- **Assignment**:
Lines from the listing below that contain the string "example" are to be reported.

- **Given information**:

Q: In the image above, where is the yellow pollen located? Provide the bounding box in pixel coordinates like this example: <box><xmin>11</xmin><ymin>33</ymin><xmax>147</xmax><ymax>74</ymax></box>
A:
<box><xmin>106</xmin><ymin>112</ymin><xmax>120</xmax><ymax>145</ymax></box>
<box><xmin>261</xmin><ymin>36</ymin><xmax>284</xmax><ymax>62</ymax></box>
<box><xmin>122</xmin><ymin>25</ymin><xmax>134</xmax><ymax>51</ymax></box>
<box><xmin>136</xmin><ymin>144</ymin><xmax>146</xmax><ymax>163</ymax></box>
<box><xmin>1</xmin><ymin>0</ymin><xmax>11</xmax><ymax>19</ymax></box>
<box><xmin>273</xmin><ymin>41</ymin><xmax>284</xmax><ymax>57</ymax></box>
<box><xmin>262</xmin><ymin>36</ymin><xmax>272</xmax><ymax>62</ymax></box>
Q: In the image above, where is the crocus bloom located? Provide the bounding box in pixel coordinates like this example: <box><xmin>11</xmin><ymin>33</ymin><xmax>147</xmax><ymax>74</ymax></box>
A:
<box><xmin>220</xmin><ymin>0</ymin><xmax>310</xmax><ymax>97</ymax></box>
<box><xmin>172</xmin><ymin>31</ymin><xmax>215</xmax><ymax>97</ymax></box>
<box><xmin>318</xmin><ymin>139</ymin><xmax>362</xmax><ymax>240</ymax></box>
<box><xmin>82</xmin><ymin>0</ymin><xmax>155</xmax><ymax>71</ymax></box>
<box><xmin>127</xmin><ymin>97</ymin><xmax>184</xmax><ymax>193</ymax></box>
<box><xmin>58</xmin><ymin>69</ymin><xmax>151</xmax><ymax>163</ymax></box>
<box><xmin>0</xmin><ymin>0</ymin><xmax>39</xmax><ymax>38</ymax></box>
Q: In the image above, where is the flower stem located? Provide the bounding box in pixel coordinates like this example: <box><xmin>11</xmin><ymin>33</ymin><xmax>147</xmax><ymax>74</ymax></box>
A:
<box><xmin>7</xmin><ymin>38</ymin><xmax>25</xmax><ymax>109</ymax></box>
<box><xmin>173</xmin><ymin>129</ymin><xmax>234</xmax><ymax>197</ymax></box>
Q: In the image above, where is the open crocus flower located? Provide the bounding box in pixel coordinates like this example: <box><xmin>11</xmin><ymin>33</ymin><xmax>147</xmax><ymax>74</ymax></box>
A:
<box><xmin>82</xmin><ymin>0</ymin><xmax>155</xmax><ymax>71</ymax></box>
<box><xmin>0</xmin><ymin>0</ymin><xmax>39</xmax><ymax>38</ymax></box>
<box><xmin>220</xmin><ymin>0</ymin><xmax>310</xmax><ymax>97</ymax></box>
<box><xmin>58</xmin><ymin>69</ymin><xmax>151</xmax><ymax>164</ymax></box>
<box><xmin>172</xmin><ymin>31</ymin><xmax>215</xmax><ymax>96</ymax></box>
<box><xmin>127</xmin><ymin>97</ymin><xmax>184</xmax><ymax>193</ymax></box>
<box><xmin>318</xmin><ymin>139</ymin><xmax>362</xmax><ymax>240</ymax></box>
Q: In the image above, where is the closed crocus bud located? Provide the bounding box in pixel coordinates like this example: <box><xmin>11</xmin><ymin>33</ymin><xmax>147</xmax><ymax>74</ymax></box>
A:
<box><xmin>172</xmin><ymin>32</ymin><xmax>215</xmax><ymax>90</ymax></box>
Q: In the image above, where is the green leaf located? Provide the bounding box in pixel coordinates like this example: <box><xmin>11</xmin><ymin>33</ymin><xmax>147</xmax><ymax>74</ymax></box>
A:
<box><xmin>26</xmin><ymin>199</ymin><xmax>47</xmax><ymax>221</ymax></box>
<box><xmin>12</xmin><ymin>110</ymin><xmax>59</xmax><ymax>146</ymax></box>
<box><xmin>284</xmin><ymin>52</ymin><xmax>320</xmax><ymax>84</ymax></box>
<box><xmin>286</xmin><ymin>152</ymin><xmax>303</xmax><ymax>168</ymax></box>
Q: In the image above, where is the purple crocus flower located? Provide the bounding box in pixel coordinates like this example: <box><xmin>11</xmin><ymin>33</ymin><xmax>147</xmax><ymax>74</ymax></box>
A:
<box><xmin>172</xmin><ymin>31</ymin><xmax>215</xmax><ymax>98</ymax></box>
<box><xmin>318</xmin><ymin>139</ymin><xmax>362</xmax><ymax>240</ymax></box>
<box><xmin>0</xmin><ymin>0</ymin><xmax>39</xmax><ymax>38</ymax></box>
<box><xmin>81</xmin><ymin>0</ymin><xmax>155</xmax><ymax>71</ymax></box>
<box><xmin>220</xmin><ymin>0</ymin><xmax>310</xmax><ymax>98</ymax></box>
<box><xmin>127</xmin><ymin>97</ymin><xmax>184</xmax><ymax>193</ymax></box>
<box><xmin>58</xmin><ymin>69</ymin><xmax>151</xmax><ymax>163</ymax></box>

- **Answer**:
Q: In the image above, where is the yellow pollen located? Provide the bounding box in pixel coordinates like this example: <box><xmin>11</xmin><ymin>33</ymin><xmax>147</xmax><ymax>74</ymax></box>
Q: In the image above, where is the crocus bloom located? Provide the bounding box in pixel coordinates like this example: <box><xmin>11</xmin><ymin>33</ymin><xmax>147</xmax><ymax>74</ymax></box>
Q: In the image above, where is the flower stem located? Provide the bounding box in pixel coordinates like this example: <box><xmin>11</xmin><ymin>33</ymin><xmax>147</xmax><ymax>74</ymax></box>
Q: In the image above, where is the open crocus flower located? Provide the bounding box in pixel coordinates like this example: <box><xmin>11</xmin><ymin>33</ymin><xmax>147</xmax><ymax>74</ymax></box>
Q: In the image above, where is the closed crocus bud located? Provide the bounding box in pixel coordinates like this example: <box><xmin>11</xmin><ymin>33</ymin><xmax>147</xmax><ymax>74</ymax></box>
Q: In the image above, where is the green leaf located? Provide the bounding box in pixel coordinates like this example: <box><xmin>11</xmin><ymin>33</ymin><xmax>147</xmax><ymax>74</ymax></box>
Q: In the image above, where is the purple crocus flower located? Provide the bounding box in pixel coordinates like this example: <box><xmin>11</xmin><ymin>33</ymin><xmax>147</xmax><ymax>74</ymax></box>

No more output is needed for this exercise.